**Problem to work on**
Copy the lines below verbatim, starting at the line that contains "Kindly give the mask of every instance of the snowy" and ending at the line that contains "169L48 167L50 160L46", with both of those lines included.

==== Entries supplied ====

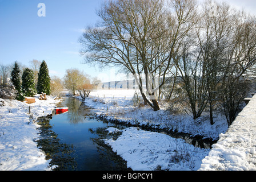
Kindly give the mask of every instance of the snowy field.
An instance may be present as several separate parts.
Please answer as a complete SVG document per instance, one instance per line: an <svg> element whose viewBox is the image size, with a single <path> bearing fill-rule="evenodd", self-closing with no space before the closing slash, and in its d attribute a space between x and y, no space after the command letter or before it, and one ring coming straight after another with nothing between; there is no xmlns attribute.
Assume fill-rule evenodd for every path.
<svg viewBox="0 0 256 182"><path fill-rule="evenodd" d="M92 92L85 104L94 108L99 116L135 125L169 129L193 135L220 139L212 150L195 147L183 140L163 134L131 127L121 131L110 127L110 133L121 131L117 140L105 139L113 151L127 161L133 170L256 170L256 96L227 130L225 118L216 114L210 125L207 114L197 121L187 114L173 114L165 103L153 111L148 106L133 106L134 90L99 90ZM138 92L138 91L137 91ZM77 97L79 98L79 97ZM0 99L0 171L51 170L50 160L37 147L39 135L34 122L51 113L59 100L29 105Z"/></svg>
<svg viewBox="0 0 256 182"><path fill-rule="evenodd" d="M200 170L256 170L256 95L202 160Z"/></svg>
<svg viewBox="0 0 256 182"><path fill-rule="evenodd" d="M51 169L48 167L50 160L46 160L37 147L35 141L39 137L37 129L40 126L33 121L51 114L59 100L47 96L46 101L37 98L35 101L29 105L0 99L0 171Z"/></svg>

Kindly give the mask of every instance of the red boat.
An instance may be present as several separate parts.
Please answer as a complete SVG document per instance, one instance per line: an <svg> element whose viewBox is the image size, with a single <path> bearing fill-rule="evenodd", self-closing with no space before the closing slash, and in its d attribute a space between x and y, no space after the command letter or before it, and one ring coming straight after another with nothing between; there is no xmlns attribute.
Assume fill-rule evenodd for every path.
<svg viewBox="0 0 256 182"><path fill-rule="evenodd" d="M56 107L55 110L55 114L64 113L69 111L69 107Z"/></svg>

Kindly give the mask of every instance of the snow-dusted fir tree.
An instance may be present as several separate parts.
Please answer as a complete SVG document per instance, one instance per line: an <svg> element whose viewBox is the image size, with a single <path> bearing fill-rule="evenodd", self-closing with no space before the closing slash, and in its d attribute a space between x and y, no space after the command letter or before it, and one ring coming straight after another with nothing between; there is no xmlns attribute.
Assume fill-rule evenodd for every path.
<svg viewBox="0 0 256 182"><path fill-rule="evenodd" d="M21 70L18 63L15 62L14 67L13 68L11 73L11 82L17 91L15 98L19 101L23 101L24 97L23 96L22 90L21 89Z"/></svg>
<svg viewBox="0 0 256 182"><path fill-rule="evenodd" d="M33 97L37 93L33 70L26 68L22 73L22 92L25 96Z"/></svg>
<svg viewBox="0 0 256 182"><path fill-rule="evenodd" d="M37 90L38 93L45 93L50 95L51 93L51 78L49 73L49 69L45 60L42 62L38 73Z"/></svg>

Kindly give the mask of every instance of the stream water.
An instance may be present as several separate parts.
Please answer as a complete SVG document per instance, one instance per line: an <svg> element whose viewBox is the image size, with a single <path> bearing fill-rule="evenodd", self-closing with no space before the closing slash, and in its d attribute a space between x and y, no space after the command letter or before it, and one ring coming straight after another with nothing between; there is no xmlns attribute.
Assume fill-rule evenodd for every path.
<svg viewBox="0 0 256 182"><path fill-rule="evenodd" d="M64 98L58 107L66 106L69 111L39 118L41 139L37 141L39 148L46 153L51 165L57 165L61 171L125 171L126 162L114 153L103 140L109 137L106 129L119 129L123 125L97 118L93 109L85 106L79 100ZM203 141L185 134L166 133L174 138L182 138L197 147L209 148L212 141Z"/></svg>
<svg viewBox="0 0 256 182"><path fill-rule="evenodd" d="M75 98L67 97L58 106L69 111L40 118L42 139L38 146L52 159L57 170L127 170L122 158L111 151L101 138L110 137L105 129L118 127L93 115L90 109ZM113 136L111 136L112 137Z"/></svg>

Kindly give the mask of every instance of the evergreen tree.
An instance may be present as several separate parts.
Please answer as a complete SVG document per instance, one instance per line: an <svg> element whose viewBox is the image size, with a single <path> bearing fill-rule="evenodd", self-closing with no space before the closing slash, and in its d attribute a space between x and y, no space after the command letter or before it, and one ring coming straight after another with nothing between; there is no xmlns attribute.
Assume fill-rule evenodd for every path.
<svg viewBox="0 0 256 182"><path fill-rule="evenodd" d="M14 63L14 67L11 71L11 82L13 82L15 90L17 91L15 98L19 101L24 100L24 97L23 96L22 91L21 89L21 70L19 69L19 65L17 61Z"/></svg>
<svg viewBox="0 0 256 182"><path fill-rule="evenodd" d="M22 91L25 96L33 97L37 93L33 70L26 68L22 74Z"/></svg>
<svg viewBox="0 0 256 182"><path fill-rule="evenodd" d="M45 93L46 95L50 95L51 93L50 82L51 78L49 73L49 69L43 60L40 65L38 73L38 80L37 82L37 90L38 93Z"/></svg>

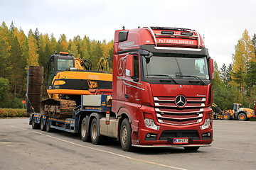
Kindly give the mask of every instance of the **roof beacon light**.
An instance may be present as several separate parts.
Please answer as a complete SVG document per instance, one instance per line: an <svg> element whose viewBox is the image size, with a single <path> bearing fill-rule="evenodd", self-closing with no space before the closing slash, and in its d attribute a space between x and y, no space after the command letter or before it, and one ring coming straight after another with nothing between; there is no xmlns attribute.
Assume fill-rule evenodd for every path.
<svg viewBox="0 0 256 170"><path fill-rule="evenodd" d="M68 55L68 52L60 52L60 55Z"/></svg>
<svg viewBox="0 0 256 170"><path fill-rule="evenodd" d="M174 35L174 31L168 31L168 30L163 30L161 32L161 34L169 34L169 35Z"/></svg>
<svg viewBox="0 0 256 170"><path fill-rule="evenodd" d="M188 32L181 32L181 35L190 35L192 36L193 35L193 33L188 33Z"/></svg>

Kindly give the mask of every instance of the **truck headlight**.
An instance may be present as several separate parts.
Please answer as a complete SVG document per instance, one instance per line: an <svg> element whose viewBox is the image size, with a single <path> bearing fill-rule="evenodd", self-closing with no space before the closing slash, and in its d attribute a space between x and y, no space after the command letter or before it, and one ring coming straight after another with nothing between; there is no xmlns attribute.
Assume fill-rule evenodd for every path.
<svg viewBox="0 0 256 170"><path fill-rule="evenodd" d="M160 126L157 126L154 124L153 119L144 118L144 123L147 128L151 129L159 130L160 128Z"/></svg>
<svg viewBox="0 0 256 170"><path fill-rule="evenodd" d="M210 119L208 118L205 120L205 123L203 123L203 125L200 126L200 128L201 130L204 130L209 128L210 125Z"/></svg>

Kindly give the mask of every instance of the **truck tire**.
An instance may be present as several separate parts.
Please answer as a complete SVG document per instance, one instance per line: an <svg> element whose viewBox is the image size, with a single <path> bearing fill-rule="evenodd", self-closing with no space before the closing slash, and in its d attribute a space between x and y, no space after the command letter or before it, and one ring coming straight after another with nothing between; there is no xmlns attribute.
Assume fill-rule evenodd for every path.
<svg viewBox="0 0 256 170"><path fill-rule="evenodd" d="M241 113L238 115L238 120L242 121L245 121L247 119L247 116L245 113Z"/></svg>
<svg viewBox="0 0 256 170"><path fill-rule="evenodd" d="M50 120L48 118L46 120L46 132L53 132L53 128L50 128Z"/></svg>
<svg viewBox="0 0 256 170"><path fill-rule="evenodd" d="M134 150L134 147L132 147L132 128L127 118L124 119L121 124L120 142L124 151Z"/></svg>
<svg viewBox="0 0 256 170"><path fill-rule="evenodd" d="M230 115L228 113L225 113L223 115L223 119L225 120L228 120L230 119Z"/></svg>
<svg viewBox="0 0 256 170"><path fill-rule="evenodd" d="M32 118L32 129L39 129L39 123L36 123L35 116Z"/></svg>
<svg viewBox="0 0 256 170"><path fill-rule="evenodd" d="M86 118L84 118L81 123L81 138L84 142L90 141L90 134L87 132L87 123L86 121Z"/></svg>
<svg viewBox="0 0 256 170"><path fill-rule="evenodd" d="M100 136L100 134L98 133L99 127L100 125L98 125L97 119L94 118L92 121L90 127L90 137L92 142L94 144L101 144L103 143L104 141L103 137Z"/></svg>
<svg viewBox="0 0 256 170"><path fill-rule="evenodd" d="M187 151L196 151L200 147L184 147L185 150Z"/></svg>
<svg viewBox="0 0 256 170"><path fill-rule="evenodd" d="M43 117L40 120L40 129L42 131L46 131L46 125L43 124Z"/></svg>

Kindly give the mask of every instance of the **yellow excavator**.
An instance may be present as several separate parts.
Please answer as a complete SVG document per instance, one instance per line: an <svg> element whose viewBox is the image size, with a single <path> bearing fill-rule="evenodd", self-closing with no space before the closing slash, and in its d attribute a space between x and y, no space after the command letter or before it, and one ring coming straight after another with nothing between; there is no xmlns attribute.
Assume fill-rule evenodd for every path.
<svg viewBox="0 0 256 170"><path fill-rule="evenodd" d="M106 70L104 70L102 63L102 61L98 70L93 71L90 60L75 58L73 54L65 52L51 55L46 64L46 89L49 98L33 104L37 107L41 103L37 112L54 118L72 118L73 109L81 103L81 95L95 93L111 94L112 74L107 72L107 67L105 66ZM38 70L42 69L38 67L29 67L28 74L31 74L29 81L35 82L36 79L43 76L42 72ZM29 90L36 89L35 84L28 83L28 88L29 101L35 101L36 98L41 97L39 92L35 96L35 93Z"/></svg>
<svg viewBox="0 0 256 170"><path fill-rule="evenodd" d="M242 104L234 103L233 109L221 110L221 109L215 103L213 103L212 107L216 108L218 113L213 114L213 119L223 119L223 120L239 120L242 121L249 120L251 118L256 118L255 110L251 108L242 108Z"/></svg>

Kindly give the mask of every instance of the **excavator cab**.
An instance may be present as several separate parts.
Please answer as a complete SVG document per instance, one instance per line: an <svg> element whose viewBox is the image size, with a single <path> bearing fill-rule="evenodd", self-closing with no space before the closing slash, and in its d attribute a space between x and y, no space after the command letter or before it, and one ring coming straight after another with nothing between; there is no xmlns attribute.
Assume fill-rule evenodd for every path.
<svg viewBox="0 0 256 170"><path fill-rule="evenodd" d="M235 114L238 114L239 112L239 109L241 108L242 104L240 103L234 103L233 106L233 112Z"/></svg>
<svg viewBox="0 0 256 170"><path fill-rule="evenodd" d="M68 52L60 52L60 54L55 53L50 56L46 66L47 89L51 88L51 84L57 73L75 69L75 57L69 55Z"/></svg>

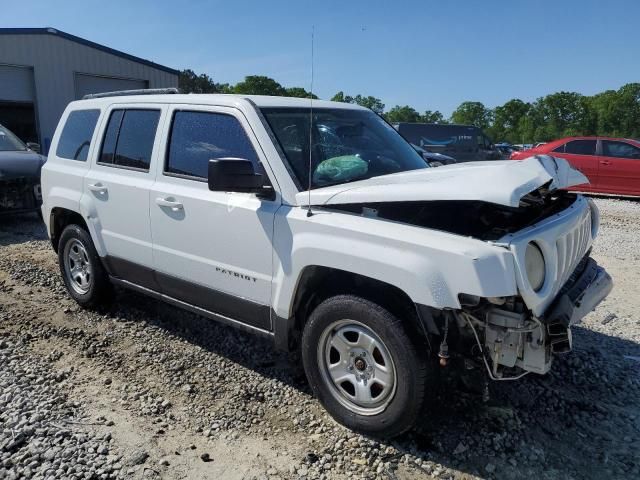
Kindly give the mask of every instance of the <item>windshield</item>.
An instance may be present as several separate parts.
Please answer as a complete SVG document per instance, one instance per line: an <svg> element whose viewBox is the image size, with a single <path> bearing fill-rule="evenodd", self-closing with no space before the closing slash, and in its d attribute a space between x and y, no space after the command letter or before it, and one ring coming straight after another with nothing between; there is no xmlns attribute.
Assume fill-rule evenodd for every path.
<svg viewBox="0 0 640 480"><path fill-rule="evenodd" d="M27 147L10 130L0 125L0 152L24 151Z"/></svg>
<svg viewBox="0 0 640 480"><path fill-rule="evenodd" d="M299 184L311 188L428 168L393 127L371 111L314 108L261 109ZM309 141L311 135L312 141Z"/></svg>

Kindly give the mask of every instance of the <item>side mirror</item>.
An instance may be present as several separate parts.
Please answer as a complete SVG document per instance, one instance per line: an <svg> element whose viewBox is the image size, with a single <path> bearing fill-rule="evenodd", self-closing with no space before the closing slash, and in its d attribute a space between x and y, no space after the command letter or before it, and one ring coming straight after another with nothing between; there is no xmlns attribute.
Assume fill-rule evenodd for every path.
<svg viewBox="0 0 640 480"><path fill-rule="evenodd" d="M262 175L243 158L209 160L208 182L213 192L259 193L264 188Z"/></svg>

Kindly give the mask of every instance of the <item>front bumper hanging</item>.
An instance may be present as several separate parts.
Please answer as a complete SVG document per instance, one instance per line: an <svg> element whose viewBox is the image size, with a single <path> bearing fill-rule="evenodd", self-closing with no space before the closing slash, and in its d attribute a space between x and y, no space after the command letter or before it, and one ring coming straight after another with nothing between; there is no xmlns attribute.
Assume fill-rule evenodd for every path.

====
==== Entries supplied ====

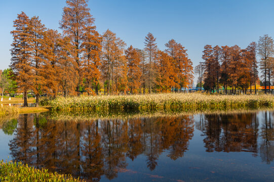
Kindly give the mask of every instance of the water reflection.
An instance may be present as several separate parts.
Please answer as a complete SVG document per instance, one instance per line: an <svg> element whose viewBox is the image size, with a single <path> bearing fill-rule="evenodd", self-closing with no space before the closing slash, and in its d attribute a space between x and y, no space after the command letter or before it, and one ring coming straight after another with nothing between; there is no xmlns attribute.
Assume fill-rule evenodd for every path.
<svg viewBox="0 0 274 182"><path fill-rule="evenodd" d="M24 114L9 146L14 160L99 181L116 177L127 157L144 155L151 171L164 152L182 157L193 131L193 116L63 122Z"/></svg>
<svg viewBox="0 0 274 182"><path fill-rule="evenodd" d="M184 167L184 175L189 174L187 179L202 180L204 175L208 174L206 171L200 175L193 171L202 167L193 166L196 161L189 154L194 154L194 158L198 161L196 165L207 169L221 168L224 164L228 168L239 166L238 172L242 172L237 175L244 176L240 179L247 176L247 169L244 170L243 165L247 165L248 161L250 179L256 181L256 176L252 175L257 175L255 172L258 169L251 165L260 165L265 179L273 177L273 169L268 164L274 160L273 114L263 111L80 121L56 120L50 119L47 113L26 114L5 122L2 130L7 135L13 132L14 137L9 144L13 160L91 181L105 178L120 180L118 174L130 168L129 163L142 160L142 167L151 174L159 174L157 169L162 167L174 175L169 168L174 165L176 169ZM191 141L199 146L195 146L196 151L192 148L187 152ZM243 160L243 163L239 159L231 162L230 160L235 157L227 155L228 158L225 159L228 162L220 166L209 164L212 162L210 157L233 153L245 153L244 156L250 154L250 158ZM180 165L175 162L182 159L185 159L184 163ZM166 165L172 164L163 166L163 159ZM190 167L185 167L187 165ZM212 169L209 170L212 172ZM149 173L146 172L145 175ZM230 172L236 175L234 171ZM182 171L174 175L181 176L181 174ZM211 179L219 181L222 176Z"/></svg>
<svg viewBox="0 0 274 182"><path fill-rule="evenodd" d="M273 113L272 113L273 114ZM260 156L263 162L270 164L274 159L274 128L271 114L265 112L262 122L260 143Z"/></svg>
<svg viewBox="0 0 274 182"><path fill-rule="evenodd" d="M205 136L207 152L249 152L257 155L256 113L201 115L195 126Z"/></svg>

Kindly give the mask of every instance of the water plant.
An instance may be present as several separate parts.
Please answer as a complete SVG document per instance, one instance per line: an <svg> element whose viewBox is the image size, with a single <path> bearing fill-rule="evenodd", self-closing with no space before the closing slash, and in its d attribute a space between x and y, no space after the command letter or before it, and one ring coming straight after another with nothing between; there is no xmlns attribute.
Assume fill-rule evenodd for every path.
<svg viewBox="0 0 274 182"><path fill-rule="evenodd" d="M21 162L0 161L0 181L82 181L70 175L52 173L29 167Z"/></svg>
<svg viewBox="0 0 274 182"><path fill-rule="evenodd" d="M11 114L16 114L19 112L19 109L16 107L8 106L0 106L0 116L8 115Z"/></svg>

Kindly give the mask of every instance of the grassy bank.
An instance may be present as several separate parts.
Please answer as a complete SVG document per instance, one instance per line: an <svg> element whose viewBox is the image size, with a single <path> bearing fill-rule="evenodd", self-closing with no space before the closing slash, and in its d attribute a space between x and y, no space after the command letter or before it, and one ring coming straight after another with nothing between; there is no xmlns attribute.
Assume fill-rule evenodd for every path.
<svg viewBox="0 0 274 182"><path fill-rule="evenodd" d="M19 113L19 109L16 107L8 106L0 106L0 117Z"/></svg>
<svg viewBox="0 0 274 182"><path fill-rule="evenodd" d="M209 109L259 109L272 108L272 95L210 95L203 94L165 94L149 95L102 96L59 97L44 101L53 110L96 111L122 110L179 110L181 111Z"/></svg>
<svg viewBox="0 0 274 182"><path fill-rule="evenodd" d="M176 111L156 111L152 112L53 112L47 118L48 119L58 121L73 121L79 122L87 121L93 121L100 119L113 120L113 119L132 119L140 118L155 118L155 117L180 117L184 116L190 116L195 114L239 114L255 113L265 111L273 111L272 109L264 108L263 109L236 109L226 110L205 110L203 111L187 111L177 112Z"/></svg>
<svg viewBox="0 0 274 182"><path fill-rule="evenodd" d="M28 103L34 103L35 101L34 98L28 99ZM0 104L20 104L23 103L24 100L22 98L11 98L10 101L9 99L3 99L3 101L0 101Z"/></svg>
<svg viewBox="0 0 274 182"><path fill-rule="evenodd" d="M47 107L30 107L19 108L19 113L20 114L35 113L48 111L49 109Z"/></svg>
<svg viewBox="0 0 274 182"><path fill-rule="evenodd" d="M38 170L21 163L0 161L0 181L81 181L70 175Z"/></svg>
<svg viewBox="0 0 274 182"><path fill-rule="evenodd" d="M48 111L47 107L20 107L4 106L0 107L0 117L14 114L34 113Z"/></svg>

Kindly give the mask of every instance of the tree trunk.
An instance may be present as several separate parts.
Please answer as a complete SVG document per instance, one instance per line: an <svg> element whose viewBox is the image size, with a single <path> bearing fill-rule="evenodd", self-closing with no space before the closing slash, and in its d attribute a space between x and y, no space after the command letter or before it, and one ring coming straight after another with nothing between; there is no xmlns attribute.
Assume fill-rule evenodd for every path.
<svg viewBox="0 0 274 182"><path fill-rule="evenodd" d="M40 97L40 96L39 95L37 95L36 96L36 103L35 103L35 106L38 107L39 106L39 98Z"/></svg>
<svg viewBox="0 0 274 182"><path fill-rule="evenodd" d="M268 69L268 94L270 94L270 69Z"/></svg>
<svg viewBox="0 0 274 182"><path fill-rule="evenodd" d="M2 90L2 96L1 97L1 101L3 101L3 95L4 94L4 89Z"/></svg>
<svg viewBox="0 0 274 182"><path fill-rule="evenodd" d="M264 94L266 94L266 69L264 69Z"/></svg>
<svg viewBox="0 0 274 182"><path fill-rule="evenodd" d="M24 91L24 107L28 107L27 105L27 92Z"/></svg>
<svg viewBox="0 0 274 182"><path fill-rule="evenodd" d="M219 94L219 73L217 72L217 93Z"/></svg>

====

**Written answer**
Kindly give the mask of every instance of the snowy field.
An instance may be present as several separate parts.
Please answer as a complete SVG document per instance, one instance per line: an <svg> element whose viewBox is the image size, with a single <path> bearing fill-rule="evenodd", self-closing with no space before the closing slash, and in its d attribute a space between x and y, no space after the command letter or before it, and one ring coming straight after another with nothing between; there is no xmlns attribute.
Assume fill-rule evenodd for every path.
<svg viewBox="0 0 256 182"><path fill-rule="evenodd" d="M92 92L85 104L94 108L99 116L135 125L169 129L193 135L220 139L212 150L195 147L183 140L163 134L131 127L121 131L110 127L110 133L121 131L117 140L105 139L113 151L127 161L133 170L256 170L256 96L227 130L225 118L216 114L210 125L207 114L197 121L187 114L173 114L165 103L153 111L148 106L133 106L134 90L99 90ZM138 92L138 91L137 91ZM77 97L79 98L79 97ZM0 99L0 171L51 170L50 160L37 147L39 135L34 122L51 113L59 100L29 105Z"/></svg>
<svg viewBox="0 0 256 182"><path fill-rule="evenodd" d="M200 170L256 170L256 95L202 160Z"/></svg>
<svg viewBox="0 0 256 182"><path fill-rule="evenodd" d="M51 169L48 167L50 160L46 160L37 147L35 141L39 137L37 129L40 126L33 121L51 114L59 100L47 96L46 101L37 98L35 101L29 105L0 99L0 171Z"/></svg>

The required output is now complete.